Images do not belong in the copy; retype the rest of the entries below exactly.

[Data to examine Boundary: Start]

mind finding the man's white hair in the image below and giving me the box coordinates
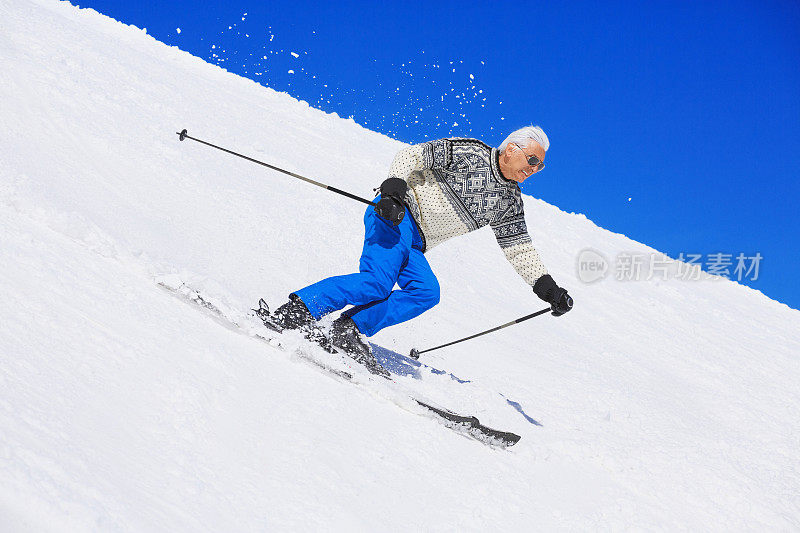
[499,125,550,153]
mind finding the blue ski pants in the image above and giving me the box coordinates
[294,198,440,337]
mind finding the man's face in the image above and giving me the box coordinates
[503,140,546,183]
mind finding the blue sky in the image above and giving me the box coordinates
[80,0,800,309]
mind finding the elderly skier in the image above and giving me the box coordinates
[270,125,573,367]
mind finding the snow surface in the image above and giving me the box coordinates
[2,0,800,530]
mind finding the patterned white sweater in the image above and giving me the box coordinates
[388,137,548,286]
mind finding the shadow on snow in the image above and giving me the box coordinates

[Data to examine Boundary: End]

* [The answer]:
mind finding the man's white hair in the image below and giving me the box coordinates
[499,125,550,153]
mind finding the blue ski pants in the image above and giving me the box coordinates
[294,198,440,337]
mind finding the man's face in the image above and giving me the box coordinates
[503,140,546,183]
mind finding the blue sky in the image above and giving me the box coordinates
[80,0,800,309]
mind finding the elderly skier in the image above and giving me the box coordinates
[270,125,573,367]
mind finding the snow surface in the image above and giving me the box coordinates
[2,0,800,530]
mind finding the patterned white sweater in the image above and giving me the box coordinates
[388,137,548,286]
mind finding the shadow on snow in the image above and giving me the box coordinates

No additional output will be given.